## Problem set
(1) In the Roboticks SDK architecture summary, what does the Session class's std::mutex do, given that its status field is already atomic? Answer in one to three sentences.
(2) Please pick up the Roboticks SDK architecture summary after its last line and keep writing it.
-- START Text shown --
Skip to main content

Roboticks SDK Architecture Summary

Executive Overview

The Roboticks SDK is a C++17-based robotics framework for edge devices with:
  • Unified session management for tracking robot execution lifecycle
  • AWS IoT MQTT integration for cloud communication
  • Multi-tier artifact management (logs, recordings, telemetry)
  • Background thread-based collectors for logs and session data
  • HTTP REST client for device registration and capsule downloads
  • File-based persistence with auto-recovery on restart

1. Session Management Architecture

Session Lifecycle (Session.hpp/cpp)

CREATED → ACTIVE → [PAUSED ↔ ACTIVE] → COMPLETED → UPLOADED
           ↓ (error)
         FAILED
Key States:
  • CREATED: Session initialized but not started
  • ACTIVE: Running and collecting data
  • PAUSED: Temporarily suspended
  • COMPLETED: Finished successfully
  • UPLOADING: Artifacts being sent to backend
  • UPLOADED: All data transferred
  • FAILED: Terminated with error
Session Data Structure:
struct SessionArtifact {
    std::string name;           // e.g., "runtime.log"
    std::string type;           // log, recording, telemetry, map, etc.
    std::string file_path;      // Local storage path
    size_t size_bytes;          // File size (TODO: needs implementation)
    uint64_t created_at_us;     // Timestamp in microseconds
};

class Session {
    std::string session_id_;
    std::atomic<SessionStatus> status_;      // Thread-safe status
    uint64_t start_time_us_;
    uint64_t end_time_us_;
    std::unordered_map<std::string, std::string> metadata_;
    std::vector<SessionArtifact> artifacts_;
    std::mutex mutex_;                       // Protects non-atomic members
};
Key Methods:
  • start() - Begin session (CREATED → ACTIVE)
-- END Text shown --
-- START Given entries --
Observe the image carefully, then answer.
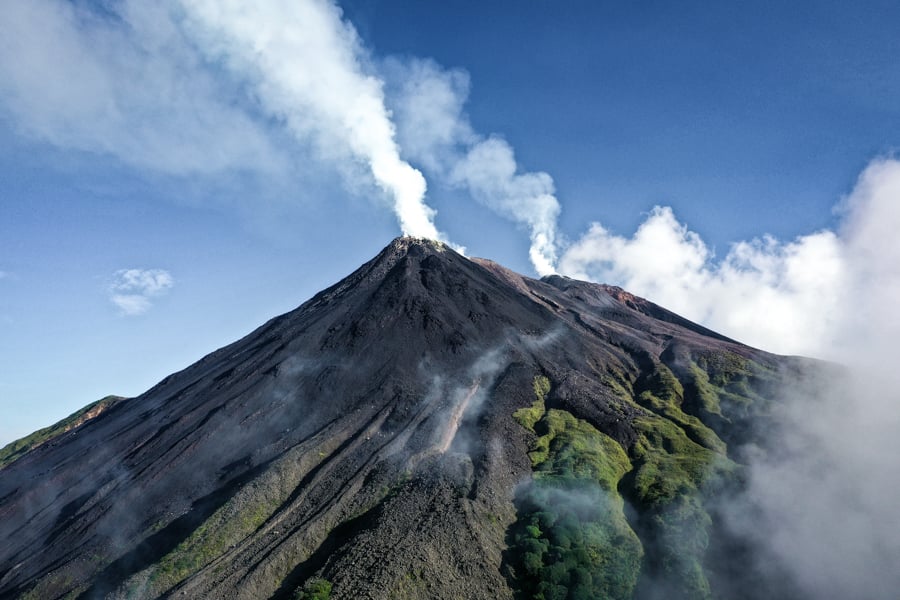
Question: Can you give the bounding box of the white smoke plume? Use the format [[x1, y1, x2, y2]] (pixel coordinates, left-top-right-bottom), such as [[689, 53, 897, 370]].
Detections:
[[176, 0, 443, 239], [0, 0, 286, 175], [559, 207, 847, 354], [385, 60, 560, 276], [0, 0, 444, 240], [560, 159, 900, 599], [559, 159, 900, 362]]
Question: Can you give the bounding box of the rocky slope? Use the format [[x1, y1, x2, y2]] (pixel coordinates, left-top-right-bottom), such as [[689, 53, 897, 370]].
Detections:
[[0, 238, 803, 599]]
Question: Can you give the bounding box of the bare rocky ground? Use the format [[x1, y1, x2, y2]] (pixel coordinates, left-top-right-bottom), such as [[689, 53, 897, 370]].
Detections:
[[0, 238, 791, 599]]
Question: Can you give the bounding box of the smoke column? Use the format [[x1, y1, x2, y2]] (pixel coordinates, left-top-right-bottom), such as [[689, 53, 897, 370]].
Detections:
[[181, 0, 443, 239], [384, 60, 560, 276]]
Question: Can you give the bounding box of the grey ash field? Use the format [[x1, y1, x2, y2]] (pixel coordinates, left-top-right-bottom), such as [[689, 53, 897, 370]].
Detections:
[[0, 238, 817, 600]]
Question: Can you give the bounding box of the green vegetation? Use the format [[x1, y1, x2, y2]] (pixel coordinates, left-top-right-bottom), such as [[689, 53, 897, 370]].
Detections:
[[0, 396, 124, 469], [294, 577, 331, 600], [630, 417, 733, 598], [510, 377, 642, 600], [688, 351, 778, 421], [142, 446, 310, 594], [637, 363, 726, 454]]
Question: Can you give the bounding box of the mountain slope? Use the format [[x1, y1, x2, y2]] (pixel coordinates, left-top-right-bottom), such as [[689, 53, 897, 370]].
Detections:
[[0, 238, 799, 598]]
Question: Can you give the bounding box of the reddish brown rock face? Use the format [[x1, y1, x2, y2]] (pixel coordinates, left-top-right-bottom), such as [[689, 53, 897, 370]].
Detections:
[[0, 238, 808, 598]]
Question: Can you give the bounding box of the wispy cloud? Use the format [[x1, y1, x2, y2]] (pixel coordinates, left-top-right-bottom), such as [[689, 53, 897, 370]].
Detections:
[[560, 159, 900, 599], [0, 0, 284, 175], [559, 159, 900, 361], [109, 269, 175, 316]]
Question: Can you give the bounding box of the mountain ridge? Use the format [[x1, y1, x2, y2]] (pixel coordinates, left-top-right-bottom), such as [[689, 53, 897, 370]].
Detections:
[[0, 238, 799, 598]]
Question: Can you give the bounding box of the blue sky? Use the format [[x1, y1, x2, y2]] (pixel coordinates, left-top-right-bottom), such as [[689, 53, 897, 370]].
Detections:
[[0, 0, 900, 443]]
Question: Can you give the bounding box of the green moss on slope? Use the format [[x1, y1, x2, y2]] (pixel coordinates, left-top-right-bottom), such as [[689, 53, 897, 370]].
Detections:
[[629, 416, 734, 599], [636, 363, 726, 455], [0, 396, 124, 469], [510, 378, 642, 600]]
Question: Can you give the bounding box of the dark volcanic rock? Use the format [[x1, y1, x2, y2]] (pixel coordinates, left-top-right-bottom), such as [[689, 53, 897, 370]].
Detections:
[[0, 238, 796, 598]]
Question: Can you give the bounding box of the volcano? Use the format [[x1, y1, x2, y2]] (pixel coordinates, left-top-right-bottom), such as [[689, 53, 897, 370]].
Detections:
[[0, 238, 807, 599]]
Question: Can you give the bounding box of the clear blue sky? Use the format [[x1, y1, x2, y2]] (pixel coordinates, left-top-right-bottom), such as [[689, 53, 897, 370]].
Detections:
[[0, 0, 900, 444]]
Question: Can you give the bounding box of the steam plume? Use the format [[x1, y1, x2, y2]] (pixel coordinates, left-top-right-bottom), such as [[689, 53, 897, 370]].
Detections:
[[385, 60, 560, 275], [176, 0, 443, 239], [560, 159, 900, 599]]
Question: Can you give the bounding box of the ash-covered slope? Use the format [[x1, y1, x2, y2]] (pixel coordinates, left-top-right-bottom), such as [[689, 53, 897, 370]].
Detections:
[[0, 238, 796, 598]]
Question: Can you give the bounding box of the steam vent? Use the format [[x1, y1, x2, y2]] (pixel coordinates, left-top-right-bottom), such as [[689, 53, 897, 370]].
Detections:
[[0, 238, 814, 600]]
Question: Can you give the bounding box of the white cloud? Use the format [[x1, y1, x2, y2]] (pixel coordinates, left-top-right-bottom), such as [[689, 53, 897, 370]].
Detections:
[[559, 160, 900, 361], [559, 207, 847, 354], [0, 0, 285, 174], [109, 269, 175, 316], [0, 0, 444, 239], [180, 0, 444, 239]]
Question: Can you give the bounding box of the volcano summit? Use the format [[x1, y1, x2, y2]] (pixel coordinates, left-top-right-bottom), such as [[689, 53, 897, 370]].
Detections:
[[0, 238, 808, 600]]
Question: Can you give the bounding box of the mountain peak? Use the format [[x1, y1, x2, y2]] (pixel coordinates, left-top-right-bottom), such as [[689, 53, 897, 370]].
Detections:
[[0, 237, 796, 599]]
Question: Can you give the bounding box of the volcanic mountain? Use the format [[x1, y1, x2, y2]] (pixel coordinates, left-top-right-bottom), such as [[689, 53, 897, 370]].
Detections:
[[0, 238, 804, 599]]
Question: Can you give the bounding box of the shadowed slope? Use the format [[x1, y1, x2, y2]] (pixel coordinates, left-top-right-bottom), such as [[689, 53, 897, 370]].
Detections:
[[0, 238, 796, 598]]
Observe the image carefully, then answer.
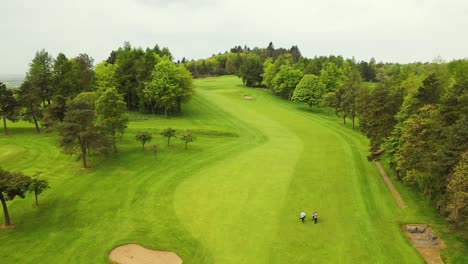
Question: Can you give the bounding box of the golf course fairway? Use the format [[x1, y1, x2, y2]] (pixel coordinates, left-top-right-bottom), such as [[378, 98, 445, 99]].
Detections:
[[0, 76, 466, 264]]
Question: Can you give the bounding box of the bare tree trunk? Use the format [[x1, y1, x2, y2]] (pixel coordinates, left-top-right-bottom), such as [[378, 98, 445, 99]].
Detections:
-- END Given entries --
## Answer set
(1) The mutex_ protects the Session class's non-atomic members, such as session_id_, the start and end timestamps, metadata_, and artifacts_. The status_ field doesn't need it because it is declared as std::atomic<SessionStatus>, which is already thread-safe.

(2)
  • pause() / resume() - Pause/resume execution
  • complete() - Finish session (records end time)
  • fail(reason) - Terminate with error
  • addArtifact() - Register collected file
  • getArtifacts() - Retrieve all collected files
  • toJson() - Serialize for storage/transmission
Important Details:
  • Uses std::atomic<SessionStatus> for thread-safe state transitions
  • Mutex protects collections and metadata map
  • Destructor auto-completes active sessions on shutdown
  • Times stored in microseconds (epoch-based)

2. DeviceManager Overview

Core Responsibilities

The DeviceManager is a singleton facade that:
  1. Manages device registration with backend (one-time, cached in /etc/roboticks/)
  2. Maintains active sessions (create, pause, resume, complete)
  3. Publishes telemetry via MQTT to AWS IoT Core
  4. Collects logs from modules via ZeroMQ
  5. Handles commands from backend (via MQTT subscriptions)
  6. Manages storage (sessions directory with active/completed subdirs)

Configuration

struct DeviceManagerConfig {
    // Device identification (backend-assigned during registration)
    std::string dsn;                // Device Serial Number
    std::string project_secret;     // For auto-registration
    std::string device_type;        // DRONE, ROBOT, CAMERA, etc.
    std::string iot_endpoint;       // AWS IoT endpoint

    // Timing
    uint32_t heartbeat_interval_ms;      // 30000 (30s default)
    uint32_t command_poll_interval_ms;   // 5000 (polling disabled, using MQTT)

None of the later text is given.